__TRECHO DE ORIGEM__:
■ ■ ■ ■

O projeto de revolução proposto pelos autores, entretanto, não envolve nenhum tipo de transição ou fase intermediária com a participação do Estado. Conforme fora exaustivamente discutido em A nova razão do mundo, os autores apontam acertadamente que o Estado também está enredado na lógica neoliberal e, por isso há “pouca margem à ‘adaptação’ do capitalismo por meio do direito público e da proteção social em suas bases atuais” ( Dardot e Laval, 2017, p. 608). O processo revolucionário, portanto, “só pode ser concebido se for articulado a práticas de natureza muito diversas, isto é, econômicas, sociais, políticas e culturais”. ( Dardot e Laval, 2017, p. 615). No entanto, a revolução proposta pelos autores apresenta alguns pontos obscuros, sobretudo quando questionamos sobre ‘quem’ (sujeito) e o ‘que fazer’ (método). Como bem observou Negri, na análise de Dardot e Laval há um “desenvolvimento idealista” ( Negri, 2014, p. 283) do conceito de comum, uma vez que o abandono do materialismo histórico conduz a um desequilíbrio na análise dos autores. Esse aspecto fica evidente quando examinamos juntos os livros A nova razão do mundo e Comum, que pretendem ser continuidade um do outro: em ambos os textos, o conceito de classe social é abandonado e, consequentemente, a análise dos conflitos e lutas entre as classes presentes nas respectivas conjunturas são suprimidas, conduzindo a erros simétricos: ora superestimando, ora subestimando a conjuntura política, econômica e social.
Na primeira obra (A nova razão do mundo), o neoliberalismo é descrito como um processo inexoravelmente totalizador que abarca desde os Estados nacionais até as subjetividades individuais. Em nenhum momento, há referência de quem (ou qual classe) possa estar ganhando com a perpetuação desse cenário, ou seja, não há Estados, nem classes, nem grupos organizados: há apenas instituições e sujeitos individualizados que agem como autômatos do neoliberalismo em constante luta pela valorização do capital individual.
Em Comum, o cenário traçado é totalmente inverso. Apesar de apontar, ainda que minimamente, a influência do capital contemporâneo na construção das subjetividades dos sujeitos, o cenário traçado é exageradamente otimista. Enquanto tendem a reduzir a importância dos conflitos e confrontos entre classes e frações de classes sociais que ocorrem nessa fase do neoliberalismo, eles não conseguem desenvolver satisfatoriamente suas análises sobre a natureza da ruptura que levaria do atual cenário sombrio do neoliberalismo – tão bem descrito em A nova razão do mundo – ao governo do comum.

■ ■ ■ ■

__MATERIAL FORNECIDO__:

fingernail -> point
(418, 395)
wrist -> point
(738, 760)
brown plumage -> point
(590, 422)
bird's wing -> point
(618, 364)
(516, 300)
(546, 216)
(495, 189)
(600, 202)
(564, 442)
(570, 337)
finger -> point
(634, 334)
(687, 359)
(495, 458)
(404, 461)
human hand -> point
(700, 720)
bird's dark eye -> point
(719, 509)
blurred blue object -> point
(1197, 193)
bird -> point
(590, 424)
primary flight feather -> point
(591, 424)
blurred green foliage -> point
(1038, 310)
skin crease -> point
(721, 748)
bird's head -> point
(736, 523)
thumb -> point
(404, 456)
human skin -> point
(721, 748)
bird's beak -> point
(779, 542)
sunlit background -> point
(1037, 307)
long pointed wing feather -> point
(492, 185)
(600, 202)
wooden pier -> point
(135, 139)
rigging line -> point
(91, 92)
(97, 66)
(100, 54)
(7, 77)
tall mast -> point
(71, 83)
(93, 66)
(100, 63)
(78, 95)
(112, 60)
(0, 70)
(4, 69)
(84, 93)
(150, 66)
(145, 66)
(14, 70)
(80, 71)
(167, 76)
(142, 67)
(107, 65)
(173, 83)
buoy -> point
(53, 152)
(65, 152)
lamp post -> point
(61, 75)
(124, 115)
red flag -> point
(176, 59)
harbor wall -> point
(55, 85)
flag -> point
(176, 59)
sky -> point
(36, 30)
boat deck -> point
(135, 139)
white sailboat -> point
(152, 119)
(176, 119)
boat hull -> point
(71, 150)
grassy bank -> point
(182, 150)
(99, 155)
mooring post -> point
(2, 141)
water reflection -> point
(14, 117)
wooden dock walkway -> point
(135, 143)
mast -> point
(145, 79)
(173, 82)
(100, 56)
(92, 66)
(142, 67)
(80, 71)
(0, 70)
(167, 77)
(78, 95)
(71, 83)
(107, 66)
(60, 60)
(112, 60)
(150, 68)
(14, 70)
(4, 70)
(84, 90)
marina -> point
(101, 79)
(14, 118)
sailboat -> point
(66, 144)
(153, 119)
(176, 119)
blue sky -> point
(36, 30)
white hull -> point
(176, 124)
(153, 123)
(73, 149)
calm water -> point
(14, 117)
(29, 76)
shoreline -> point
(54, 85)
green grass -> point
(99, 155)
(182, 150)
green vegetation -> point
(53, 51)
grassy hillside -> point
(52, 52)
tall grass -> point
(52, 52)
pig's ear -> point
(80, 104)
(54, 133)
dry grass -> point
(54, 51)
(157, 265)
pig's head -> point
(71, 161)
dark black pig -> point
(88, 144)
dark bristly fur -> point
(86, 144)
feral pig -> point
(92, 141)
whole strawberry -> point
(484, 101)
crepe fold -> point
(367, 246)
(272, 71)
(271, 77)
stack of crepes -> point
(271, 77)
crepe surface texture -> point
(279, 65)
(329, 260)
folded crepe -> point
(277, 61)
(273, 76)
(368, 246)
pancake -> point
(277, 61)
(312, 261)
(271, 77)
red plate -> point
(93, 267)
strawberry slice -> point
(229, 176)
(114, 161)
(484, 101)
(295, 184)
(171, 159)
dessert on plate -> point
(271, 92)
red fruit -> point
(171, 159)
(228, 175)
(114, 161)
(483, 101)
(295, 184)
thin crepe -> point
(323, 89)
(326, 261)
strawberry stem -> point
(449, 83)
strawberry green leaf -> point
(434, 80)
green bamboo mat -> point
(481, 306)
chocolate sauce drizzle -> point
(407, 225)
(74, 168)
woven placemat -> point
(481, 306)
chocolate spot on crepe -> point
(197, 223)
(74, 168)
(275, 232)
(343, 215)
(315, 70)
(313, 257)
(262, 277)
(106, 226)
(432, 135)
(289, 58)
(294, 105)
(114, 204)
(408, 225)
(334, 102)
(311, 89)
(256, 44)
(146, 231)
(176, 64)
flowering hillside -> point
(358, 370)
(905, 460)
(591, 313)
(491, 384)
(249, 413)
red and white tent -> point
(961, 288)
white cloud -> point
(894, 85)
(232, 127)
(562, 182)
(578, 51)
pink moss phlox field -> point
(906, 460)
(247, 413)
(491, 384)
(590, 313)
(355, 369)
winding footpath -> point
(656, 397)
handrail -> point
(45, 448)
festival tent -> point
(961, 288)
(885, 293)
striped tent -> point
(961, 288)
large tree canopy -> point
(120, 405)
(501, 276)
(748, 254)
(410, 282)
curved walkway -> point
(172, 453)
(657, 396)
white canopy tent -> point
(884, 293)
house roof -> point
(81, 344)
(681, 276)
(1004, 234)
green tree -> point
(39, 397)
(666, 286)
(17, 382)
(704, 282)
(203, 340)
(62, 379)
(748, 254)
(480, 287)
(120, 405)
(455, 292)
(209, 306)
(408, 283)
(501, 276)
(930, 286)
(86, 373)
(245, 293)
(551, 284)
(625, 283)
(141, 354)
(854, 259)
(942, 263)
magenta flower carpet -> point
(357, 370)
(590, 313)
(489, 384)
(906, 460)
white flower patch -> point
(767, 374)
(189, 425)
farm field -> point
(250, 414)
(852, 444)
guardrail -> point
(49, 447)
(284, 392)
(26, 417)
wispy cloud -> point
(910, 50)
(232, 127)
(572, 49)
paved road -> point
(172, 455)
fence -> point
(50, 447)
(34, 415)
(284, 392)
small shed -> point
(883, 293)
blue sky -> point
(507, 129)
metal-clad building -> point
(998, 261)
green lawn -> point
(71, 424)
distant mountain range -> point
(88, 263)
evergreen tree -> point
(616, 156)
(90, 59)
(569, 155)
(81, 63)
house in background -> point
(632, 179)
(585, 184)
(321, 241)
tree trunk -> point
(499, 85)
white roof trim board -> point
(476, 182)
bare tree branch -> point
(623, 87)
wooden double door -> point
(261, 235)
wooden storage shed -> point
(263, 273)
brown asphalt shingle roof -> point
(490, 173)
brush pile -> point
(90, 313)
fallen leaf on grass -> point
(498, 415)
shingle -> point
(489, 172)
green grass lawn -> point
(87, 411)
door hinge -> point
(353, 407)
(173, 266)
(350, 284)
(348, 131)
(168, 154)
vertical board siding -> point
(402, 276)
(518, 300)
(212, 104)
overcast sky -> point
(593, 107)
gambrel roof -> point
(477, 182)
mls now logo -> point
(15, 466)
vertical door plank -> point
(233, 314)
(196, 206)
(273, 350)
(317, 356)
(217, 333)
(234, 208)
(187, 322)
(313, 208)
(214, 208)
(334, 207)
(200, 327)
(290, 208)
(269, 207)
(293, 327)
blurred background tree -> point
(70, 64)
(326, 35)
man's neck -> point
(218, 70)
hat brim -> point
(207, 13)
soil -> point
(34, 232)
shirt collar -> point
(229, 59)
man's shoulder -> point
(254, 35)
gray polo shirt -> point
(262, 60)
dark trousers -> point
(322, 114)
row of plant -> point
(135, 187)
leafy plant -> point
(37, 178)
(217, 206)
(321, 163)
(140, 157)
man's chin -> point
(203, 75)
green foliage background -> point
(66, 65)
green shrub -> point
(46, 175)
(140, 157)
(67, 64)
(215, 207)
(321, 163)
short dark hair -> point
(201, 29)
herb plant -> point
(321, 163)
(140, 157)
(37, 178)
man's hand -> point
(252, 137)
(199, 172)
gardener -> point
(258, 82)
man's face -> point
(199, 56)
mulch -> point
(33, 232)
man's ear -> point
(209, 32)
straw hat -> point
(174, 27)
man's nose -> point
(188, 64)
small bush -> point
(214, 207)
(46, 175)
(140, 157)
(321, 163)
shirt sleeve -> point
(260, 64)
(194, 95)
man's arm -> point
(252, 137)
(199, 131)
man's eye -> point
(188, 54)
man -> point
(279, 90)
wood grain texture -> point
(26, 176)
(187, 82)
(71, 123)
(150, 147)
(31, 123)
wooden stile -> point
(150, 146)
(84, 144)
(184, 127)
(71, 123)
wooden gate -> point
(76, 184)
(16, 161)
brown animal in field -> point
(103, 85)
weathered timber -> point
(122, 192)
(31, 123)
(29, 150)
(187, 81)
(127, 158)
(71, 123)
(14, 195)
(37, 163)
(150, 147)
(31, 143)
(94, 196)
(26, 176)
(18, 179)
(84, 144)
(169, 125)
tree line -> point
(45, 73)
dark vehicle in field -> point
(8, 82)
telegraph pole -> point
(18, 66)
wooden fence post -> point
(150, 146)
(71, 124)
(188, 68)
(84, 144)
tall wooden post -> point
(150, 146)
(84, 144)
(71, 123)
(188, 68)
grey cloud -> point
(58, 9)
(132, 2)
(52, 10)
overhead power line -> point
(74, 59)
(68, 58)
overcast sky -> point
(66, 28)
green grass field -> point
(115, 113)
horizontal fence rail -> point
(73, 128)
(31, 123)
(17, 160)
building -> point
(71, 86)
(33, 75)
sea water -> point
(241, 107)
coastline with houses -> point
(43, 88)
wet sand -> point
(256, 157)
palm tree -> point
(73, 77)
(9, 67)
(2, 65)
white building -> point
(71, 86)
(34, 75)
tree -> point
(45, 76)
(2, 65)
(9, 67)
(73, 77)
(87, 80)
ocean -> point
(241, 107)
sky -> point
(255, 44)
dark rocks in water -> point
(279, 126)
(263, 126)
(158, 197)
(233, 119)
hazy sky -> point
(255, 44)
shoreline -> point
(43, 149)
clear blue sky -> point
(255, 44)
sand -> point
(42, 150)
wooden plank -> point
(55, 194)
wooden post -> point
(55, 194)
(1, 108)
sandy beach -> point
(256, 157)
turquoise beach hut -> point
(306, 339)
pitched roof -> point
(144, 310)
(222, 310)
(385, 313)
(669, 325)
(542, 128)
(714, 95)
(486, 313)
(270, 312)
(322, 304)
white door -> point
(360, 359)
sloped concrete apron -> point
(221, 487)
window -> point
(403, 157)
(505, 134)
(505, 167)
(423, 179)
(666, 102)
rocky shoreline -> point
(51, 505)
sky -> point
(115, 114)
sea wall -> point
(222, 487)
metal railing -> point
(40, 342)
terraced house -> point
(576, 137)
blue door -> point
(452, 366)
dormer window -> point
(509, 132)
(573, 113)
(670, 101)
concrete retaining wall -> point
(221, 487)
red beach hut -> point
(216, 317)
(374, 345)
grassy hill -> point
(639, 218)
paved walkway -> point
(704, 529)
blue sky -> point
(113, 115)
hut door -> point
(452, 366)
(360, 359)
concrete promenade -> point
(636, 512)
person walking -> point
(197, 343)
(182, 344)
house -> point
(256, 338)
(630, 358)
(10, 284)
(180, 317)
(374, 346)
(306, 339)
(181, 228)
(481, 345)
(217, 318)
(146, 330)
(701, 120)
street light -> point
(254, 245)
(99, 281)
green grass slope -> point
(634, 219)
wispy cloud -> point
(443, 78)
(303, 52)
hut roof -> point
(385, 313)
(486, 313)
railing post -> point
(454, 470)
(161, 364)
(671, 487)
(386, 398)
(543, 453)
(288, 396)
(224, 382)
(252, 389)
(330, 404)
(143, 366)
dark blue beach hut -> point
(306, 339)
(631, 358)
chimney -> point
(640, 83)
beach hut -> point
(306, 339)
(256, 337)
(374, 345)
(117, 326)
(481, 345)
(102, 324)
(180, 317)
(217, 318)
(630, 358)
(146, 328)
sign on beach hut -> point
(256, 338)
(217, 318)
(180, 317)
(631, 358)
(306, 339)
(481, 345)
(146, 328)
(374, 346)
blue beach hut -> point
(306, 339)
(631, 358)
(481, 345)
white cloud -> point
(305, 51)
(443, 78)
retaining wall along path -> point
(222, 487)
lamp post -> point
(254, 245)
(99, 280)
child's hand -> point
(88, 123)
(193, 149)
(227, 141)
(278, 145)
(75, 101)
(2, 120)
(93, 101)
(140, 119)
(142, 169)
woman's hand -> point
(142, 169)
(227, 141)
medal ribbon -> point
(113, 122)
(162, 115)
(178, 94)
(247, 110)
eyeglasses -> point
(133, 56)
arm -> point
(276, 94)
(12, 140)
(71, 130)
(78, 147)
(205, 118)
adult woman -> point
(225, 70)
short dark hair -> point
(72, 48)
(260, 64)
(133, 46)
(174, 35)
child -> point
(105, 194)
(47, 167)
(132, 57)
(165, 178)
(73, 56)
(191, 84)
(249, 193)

■ ■ ■ ■

__ENUNCIADO A__:
Transcreva do trecho sobre Dardot e Laval a passagem que vai de "Em Comum, o" até "governo do comum.", inclusive.
__ENUNCIADO B__:
Escreva a continuação do trecho sobre Dardot e Laval, começando logo após a última frase apresentada.

__RESPOSTA A__:
Em Comum, o cenário traçado é totalmente inverso. Apesar de apontar, ainda que minimamente, a influência do capital contemporâneo na construção das subjetividades dos sujeitos, o cenário traçado é exageradamente otimista. Enquanto tendem a reduzir a importância dos conflitos e confrontos entre classes e frações de classes sociais que ocorrem nessa fase do neoliberalismo, eles não conseguem desenvolver satisfatoriamente suas análises sobre a natureza da ruptura que levaria do atual cenário sombrio do neoliberalismo – tão bem descrito em A nova razão do mundo – ao governo do comum.

__RESPOSTA B__:
Por isso, entendemos ser possível fazer duas diferentes leituras sobre a revolução do comum: na primeira, a revolução pode ser pensada metaforicamente como o desfecho do filme o Clube da luta, de David Fincher, com a implosão simultânea do capitalismo em diversas partes do mundo, por meio da práxis do comum. Essa leitura, porém, não exclui as lutas individuais, locais e coletivas espalhadas por todo o mundo, desde a Primavera Árabe até o Ocuppy Wall Street, além de abarcar todas as três propriedades do conceito de comum (princípio político, práxis instituinte e autogoverno) no âmbito da luta política. Em certo sentido, podemos ver similitudes entre essa forma de revolução do comum e a revolução da multidão proposta por Hardt e Negri (2016), pois ambas compreendem que as forças para derrubada do capital estão em curso; e os Estados, os grandes oligopólios econômicos e o capital financeiro subestimam o potencial revolucionário dessa força social. No entanto, cabe frisar que a proposta dos autores não envolve uma total radicalidade em relação à superação da propriedade privada e à construção de uma nova sociedade do comum.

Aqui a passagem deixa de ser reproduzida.